(Set exercise): Reproduce each line of the listing exactly.

┌─ Listing

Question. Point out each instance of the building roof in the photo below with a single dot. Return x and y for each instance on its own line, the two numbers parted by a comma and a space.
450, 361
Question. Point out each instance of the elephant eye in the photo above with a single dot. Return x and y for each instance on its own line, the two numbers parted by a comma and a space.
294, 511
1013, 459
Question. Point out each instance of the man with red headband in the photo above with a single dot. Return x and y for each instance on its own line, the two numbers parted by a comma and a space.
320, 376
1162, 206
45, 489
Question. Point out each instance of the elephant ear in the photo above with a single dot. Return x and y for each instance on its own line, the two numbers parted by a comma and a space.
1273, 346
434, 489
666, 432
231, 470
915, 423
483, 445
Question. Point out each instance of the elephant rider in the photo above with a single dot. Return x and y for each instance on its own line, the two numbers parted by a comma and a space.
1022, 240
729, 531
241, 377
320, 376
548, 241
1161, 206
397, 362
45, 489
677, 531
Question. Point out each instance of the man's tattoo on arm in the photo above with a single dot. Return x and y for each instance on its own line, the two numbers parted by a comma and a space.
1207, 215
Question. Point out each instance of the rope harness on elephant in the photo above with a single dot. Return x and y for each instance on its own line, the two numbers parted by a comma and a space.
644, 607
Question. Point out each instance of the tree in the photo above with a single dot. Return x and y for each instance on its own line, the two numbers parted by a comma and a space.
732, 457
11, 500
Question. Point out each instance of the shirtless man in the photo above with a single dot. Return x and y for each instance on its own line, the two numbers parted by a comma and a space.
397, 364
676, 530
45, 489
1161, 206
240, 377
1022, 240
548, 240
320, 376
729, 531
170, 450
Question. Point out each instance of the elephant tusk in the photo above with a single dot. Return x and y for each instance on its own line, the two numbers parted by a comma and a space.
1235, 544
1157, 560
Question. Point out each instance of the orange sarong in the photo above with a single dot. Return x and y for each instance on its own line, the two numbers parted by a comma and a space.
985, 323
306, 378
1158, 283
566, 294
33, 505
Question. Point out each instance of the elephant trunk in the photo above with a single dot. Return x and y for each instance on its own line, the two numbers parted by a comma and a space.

└─

(Result of the exercise):
Question. Point out each instance of the building roof in the photo below with a single dot. Return x and y for each instance on its own line, the two numbers parted by a comma and a space.
450, 361
Question. Point out each instance of the elephant eye in the photo above with a single dot. Return x and y for each instance on its own line, the two numbers parted by a comma and a space.
294, 511
1013, 459
Question. Point out each instance of the man with red headband in the photo above with a single dot. Return x and y for each instance on its own line, the two numbers parted by a comma and a space.
320, 376
1162, 206
45, 489
Question. Point out each instance of the elephant ear in the photo above with a single dot. Return x and y for each instance on its own line, the two numbers parted by a comma and a space.
1273, 346
434, 489
666, 432
231, 470
915, 423
483, 445
Question. Point out each instance of the elephant rider in the photo above with a single dot. Return x and y for each instance on its own line, the two numbers parted by a comma and a space.
1022, 240
729, 531
241, 377
320, 376
548, 241
1161, 206
397, 362
45, 489
677, 531
Question. Point out each instance of the man's tattoo on arm in the photo above with a single dot. Return x and y for each instance on its own line, the two numbers parted by a comma and a space.
1207, 215
Question. Point out each instance of the rope harness on elephant in the photo above with a single dot. Return x and y for each instance on its own line, the two numbers parted by a comma and a space.
644, 607
Question. Point out each instance of the tree in the photo above with a single dot. Return x and y for each instance on its own line, the two numbers parted by a comma and a space.
732, 457
11, 500
Question. Point out each instance of the shirtless man in the photo above with a single dot. Return x and y for each instance on its own line, the two numbers parted by a comma and a space.
397, 364
676, 530
45, 489
1161, 206
240, 377
1022, 240
548, 240
320, 376
729, 531
170, 450
Question. Point out each instance of the elephant tusk in the photo above with a single dot. Return x and y for each instance on its own line, the two numbers parted by a comma and a space.
1235, 544
1157, 560
Question. Point out each instance of the orange sarong in the photo above with a single dot. Return x and y for each instance on its own line, the two numbers parted by a comma and a space.
985, 323
306, 378
1158, 283
566, 294
33, 505
Question. Point out each instance of the elephant trunk in the photo above with a single dot. Return x and y for each instance on its own line, the two numbers parted by a comma and a space.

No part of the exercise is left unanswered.